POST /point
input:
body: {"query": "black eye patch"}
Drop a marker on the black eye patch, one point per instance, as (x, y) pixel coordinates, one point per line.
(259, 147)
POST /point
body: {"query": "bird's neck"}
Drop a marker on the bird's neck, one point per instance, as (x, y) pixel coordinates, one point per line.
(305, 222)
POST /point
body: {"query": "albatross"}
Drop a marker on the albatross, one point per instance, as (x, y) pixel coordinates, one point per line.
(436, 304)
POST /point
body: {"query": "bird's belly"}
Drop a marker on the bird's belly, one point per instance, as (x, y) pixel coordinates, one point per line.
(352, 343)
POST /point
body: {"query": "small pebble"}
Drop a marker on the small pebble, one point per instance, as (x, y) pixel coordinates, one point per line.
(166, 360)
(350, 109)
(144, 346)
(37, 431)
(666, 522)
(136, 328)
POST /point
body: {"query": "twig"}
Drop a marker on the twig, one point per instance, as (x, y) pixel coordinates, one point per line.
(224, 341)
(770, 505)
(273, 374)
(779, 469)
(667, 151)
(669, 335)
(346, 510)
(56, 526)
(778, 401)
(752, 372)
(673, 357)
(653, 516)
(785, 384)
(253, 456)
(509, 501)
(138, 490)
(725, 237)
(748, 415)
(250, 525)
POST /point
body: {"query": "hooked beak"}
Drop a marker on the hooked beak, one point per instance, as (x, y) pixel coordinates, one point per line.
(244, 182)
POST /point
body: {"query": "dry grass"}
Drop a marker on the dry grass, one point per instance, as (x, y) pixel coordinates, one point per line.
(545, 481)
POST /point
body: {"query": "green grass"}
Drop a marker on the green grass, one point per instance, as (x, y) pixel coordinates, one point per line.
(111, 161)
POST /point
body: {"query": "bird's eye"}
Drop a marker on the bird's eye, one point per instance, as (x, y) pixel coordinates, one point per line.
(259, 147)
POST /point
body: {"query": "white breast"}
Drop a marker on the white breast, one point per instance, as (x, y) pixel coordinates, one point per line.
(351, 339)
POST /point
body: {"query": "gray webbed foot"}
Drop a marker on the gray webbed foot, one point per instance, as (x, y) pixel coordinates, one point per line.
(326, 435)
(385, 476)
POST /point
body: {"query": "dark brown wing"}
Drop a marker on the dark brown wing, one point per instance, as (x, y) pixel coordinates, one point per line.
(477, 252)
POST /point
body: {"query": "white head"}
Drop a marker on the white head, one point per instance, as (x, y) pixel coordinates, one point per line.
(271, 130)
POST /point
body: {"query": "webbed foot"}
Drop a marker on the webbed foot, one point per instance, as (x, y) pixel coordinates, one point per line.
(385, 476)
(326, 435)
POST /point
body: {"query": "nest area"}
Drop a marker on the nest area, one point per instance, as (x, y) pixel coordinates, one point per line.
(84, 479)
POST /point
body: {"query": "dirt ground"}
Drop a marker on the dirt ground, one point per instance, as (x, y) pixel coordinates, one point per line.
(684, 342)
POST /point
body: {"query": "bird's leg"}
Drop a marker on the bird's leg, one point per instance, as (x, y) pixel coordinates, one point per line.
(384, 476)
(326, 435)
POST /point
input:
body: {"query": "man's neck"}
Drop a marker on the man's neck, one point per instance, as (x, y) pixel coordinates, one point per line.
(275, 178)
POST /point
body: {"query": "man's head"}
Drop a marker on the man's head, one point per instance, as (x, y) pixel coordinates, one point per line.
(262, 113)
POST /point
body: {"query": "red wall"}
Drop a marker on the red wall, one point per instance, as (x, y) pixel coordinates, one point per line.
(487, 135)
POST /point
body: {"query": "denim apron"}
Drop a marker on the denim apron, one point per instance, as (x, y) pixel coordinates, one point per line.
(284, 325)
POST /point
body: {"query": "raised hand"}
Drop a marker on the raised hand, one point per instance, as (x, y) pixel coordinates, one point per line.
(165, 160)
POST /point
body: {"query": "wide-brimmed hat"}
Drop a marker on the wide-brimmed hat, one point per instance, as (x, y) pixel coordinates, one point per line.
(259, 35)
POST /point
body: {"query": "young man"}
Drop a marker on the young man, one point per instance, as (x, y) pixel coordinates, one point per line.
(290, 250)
- - - - - - -
**Brief**: All entries must be repeated verbatim.

**Answer to this task**:
POST /point
input:
body: {"query": "black eye patch"}
Drop a marker on the black eye patch, one point per instance, as (x, y) pixel coordinates, one point per line.
(259, 147)
POST /point
body: {"query": "bird's neck"}
Drop a marker on the bird's neck, one point per instance, as (x, y) pixel coordinates, one point per line.
(305, 222)
POST /point
body: {"query": "albatross"}
Drop a marker on the albatross, one point per instance, as (x, y) pixel coordinates, one point per line.
(436, 304)
POST /point
body: {"query": "bird's belly"}
Drop a marker on the bird's belly, one point per instance, as (x, y) pixel coordinates, one point per line.
(352, 343)
POST /point
body: {"query": "small pebble"}
Drop a marker on the small pebble, one point per instance, as (x, y) pixel coordinates, one point per line.
(166, 360)
(350, 109)
(144, 346)
(37, 431)
(666, 522)
(136, 328)
POST /point
body: {"query": "twig"}
Drop a marker on the twig, one point per instance, as (x, y) pixel coordinates, one point per line.
(224, 341)
(770, 505)
(273, 374)
(779, 469)
(667, 151)
(669, 335)
(346, 510)
(56, 526)
(778, 401)
(752, 372)
(673, 357)
(653, 516)
(785, 384)
(253, 456)
(509, 501)
(138, 490)
(725, 237)
(748, 415)
(250, 525)
POST /point
body: {"query": "hooked beak"}
Drop a marker on the hooked beak, one point per instance, as (x, y) pixel coordinates, one point per line.
(244, 182)
POST /point
body: {"query": "dry grass"}
Drop a marker on the dry grass, one point per instance, as (x, y) pixel coordinates, one point per line.
(545, 481)
POST /point
body: {"query": "green grass"}
Drop a marker on the green grass, one point per instance, as (x, y) pixel coordinates, one point per line.
(111, 161)
POST /point
body: {"query": "bird's eye"}
Drop a marker on the bird's eye, one point per instance, as (x, y) pixel coordinates, one point per line.
(259, 147)
POST /point
body: {"query": "white breast"}
Drop a marker on the white breast, one point per instance, as (x, y) pixel coordinates, one point per line.
(351, 339)
POST /point
body: {"query": "gray webbed foot"}
Drop a marker on the gray webbed foot, one point per instance, as (x, y) pixel coordinates, one point per line.
(326, 435)
(385, 476)
POST /point
body: {"query": "dark brown wing"}
Drop a marker on the dark brown wing, one point per instance, as (x, y) pixel coordinates, one point per line.
(477, 252)
POST /point
body: {"query": "white head"}
Drop a marker on the white head, one point per instance, as (x, y) pixel coordinates, one point per line.
(271, 130)
POST /point
body: {"query": "webbed foot"}
Drop a marker on the webbed foot, one point per instance, as (x, y) pixel coordinates, one point per line.
(385, 476)
(326, 435)
POST /point
body: {"query": "nest area"}
Drop a marker on the nest area, one point per instance, as (x, y) pixel coordinates, one point per line.
(84, 479)
POST /point
body: {"query": "dirt ground"}
Drop a marker on the dirt ground, one point per instance, as (x, y) pixel coordinates, one point per line.
(684, 342)
POST /point
body: {"query": "bird's leg"}
Drop a marker on the bird's leg, one point per instance, as (x, y) pixel coordinates, one point per line.
(384, 476)
(326, 435)
POST /point
input:
body: {"query": "man's neck"}
Drop a marker on the man's neck, one point per instance, as (x, y) pixel coordinates, one point per line.
(275, 178)
POST /point
body: {"query": "man's head"}
Drop a marker on the man's head, one point per instance, as (x, y) pixel coordinates, one point per line.
(262, 113)
POST /point
body: {"query": "red wall"}
Drop a marker on the red wall, one point per instance, as (x, y) pixel coordinates, one point per line.
(487, 135)
POST /point
body: {"query": "denim apron"}
Drop a marker on the denim apron, one point per instance, as (x, y) pixel coordinates, one point per line.
(284, 325)
POST /point
body: {"query": "raised hand"}
Drop a marker on the raised hand, one point per instance, as (x, y) pixel coordinates, one point per line.
(165, 160)
POST /point
body: {"query": "wide-brimmed hat"}
Drop a marker on the wide-brimmed hat, one point per instance, as (x, y) pixel coordinates, one point per line.
(259, 35)
POST /point
body: {"query": "young man"}
Drop a marker on the young man, one point per instance, as (x, y) pixel coordinates, one point per line.
(290, 250)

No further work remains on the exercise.